**GOALS:**
- A) Can you condense the paragraph in the white paper excerpt that begins "Profound motivations for change" into a short bulleted list that keeps its main facts?
- B) Would you reproduce a passage from the white paper excerpt word for word, beginning at the words that have "The need for" and stopping after "complex and challenging."?

This is the seventh installment of my white paper on why electric distribution cooperatives will be required to operate smart electric distribution grids with fiber optic communications networks. This installment will discuss the emergence of distributed energy resources (DER) and their implications for electric grid operations. They represent both challenges to the current way of doing things, and substantial benefits for operating a more economical, reliable, sustainable electric grid.

The need for smart electric grid stems from:

(1) revolutionary electric utility industry restructuring

(2) New and better information, communications, and network technologies and applications, and, ultimately the emerging Industrial Internet of Things (IIoT)

Profound motivations for change in the electric utility industry include: (1) erosion of the legacy electric grid infrastructure and business model, (2) growing public concern about sustainability and climate change, (3) the economic advantages of renewable/sustainable energy resources versus conventional utility generation, and (4) rapidly proliferating distributed energy resources, both real and virtual. Many new things are developing while much of the longstanding grid planning and operations is becoming more complex and challenging.

 

DISTRIBUTED ENERGY RESOURCES (DERs) EMERGE

The legacy electric grid is changing dramatically from it’s century-old, relatively straightforward bulk electric system model to a much more decentralized and complex one. There are already millions of real and virtual energy sources on the electric distribution edges of the grid. This is happening not just on electric utilities’ distribution lines, but even beyond, on the customers’ sides of the meters. These distributed energy resources are growing exponentially even as conventional utility generation fades.

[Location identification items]
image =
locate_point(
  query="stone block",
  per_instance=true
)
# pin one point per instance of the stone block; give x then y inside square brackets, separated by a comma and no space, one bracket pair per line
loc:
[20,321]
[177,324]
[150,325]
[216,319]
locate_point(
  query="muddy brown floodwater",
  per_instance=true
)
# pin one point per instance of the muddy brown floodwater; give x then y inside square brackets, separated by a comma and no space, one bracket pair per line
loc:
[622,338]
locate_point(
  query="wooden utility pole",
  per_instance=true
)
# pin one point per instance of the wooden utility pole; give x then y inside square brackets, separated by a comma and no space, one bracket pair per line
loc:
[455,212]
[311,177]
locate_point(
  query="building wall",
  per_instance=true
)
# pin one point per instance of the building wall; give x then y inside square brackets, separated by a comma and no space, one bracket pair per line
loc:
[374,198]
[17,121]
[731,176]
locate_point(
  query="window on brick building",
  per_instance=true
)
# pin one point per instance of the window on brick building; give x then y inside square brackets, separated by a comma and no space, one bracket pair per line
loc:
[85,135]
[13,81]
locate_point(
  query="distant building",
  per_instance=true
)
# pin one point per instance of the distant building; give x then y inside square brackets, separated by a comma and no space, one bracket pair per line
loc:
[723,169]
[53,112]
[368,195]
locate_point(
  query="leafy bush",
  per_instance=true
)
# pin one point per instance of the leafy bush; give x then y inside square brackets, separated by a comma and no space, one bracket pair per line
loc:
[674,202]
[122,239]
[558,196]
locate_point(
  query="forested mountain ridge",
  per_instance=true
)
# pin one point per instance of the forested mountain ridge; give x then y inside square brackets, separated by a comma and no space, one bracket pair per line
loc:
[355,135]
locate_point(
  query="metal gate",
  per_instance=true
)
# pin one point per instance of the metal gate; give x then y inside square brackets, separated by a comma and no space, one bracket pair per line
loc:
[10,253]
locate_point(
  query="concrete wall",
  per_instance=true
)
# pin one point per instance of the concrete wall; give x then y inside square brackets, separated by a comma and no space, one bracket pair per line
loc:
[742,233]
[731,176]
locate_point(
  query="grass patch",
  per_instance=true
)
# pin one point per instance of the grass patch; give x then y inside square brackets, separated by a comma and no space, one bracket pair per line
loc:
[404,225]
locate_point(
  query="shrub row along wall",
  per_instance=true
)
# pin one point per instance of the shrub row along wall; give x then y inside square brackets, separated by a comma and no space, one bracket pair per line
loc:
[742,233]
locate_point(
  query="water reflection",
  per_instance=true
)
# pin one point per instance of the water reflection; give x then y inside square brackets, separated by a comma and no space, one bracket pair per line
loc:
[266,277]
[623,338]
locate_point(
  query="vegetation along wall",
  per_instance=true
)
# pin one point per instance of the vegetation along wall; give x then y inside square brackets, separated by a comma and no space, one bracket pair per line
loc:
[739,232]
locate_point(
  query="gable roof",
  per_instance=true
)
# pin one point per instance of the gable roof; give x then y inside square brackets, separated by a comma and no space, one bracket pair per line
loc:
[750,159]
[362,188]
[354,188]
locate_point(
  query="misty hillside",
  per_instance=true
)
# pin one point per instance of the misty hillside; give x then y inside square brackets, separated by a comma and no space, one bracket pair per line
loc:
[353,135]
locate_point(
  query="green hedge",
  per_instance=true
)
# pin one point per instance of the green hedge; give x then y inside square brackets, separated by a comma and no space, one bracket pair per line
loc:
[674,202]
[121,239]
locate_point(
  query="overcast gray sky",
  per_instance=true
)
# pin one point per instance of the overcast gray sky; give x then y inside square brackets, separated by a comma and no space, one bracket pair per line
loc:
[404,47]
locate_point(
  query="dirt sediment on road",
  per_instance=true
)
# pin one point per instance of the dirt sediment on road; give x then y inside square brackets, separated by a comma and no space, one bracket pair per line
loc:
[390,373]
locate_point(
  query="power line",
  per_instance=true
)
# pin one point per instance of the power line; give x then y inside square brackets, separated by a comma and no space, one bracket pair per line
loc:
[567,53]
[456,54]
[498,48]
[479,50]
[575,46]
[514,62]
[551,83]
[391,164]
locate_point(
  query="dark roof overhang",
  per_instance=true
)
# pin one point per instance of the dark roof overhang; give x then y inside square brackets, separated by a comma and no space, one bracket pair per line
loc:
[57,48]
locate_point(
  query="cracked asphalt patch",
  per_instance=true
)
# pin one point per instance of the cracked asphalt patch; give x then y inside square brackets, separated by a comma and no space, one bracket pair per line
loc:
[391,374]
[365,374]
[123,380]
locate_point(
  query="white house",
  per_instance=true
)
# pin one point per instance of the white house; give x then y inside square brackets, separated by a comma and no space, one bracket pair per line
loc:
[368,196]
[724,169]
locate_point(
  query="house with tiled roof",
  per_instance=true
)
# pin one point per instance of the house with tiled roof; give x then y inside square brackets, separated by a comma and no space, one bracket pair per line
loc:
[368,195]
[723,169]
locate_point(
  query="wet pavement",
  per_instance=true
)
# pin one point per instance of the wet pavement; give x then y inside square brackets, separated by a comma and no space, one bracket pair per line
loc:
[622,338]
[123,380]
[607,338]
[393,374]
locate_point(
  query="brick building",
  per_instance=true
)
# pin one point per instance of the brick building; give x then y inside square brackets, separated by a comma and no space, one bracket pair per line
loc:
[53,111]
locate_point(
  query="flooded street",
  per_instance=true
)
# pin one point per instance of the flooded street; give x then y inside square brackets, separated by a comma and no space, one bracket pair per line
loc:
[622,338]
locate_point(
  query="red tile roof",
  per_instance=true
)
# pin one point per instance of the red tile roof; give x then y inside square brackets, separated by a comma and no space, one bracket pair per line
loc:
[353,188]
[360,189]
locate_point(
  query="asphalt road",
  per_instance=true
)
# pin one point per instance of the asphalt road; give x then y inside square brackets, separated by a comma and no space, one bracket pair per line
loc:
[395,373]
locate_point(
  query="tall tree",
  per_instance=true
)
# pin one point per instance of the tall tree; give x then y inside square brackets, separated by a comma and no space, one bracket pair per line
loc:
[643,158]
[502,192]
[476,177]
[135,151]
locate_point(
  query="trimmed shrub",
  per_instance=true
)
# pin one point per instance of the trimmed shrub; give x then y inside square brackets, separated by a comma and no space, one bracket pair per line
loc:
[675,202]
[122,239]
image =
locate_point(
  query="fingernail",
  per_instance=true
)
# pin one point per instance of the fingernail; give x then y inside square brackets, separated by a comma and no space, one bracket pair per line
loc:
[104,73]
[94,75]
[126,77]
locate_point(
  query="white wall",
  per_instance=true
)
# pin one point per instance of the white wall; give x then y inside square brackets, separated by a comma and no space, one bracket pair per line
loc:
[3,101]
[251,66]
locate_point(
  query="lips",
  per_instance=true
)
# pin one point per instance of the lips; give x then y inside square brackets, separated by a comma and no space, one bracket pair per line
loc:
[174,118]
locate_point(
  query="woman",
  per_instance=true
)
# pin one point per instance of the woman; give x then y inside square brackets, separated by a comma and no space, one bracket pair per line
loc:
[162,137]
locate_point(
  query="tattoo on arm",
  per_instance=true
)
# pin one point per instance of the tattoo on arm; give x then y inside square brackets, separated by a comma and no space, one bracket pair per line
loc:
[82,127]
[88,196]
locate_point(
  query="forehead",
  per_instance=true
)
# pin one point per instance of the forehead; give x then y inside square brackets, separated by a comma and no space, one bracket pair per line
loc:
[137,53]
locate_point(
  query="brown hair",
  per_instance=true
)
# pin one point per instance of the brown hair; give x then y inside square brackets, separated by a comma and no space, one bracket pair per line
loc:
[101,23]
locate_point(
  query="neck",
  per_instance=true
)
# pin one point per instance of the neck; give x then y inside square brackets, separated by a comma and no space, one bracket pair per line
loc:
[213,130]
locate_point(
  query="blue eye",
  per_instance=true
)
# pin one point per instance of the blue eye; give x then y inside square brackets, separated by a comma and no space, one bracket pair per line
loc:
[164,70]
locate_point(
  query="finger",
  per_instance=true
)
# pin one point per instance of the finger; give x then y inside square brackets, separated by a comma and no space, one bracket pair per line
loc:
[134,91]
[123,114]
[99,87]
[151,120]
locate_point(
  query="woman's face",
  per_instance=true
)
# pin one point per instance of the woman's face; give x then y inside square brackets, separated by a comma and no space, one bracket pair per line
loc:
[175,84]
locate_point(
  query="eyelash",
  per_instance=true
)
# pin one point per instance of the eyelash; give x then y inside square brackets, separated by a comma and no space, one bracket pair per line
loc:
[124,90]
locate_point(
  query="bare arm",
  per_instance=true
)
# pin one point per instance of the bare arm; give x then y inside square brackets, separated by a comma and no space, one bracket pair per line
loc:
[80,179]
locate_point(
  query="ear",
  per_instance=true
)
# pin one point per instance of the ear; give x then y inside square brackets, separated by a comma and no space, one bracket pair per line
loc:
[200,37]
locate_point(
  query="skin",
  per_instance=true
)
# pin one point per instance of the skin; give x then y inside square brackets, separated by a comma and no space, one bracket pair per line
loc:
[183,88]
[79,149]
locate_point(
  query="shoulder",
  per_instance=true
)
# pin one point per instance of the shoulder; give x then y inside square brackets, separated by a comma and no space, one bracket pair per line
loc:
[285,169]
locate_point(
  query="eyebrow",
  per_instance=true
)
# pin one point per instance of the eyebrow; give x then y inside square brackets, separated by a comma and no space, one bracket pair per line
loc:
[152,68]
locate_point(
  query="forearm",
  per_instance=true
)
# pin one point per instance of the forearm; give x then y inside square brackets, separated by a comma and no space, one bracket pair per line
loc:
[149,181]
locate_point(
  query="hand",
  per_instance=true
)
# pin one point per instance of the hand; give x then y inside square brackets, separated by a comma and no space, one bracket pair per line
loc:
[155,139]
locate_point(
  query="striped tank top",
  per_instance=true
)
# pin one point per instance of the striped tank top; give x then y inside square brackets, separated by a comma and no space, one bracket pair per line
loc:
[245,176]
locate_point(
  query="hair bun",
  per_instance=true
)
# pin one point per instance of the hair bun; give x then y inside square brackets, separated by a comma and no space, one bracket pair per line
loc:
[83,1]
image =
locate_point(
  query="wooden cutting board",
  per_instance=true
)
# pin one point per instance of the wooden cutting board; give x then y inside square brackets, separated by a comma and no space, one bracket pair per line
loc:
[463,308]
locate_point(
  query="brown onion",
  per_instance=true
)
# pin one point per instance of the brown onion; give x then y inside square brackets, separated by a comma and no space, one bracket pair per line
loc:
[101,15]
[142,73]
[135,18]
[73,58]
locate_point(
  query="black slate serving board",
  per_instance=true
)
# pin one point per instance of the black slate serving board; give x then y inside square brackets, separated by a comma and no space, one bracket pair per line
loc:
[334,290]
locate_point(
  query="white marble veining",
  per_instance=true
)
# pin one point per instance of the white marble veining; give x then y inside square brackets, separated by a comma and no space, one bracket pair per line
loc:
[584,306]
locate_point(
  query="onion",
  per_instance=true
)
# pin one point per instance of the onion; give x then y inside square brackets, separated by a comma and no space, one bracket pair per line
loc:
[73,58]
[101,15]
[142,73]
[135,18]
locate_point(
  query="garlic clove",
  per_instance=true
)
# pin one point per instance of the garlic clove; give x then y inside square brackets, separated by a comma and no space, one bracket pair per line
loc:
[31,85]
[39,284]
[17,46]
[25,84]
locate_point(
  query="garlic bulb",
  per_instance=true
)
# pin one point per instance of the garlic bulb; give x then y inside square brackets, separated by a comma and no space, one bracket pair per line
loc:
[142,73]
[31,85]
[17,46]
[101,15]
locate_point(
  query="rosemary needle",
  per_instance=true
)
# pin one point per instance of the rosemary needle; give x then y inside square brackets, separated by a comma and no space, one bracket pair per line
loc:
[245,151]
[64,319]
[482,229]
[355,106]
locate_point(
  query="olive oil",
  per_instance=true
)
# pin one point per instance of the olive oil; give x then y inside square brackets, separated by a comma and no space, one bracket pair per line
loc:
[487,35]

**PER-TASK OUTPUTS:**
- A)
Motivations for change in the electric utility industry:
- The legacy grid infrastructure and business model are eroding.
- Public concern about sustainability and climate change is growing.
- Renewable/sustainable energy resources have economic advantages over conventional utility generation.
- Real and virtual distributed energy resources are spreading rapidly.

Many new things are developing, while longstanding grid planning and operations are becoming more complex and challenging.

- B)
The need for smart electric grid stems from:

(1) revolutionary electric utility industry restructuring

(2) New and better information, communications, and network technologies and applications, and, ultimately the emerging Industrial Internet of Things (IIoT)

Profound motivations for change in the electric utility industry include: (1) erosion of the legacy electric grid infrastructure and business model, (2) growing public concern about sustainability and climate change, (3) the economic advantages of renewable/sustainable energy resources versus conventional utility generation, and (4) rapidly proliferating distributed energy resources, both real and virtual. Many new things are developing while much of the longstanding grid planning and operations is becoming more complex and challenging.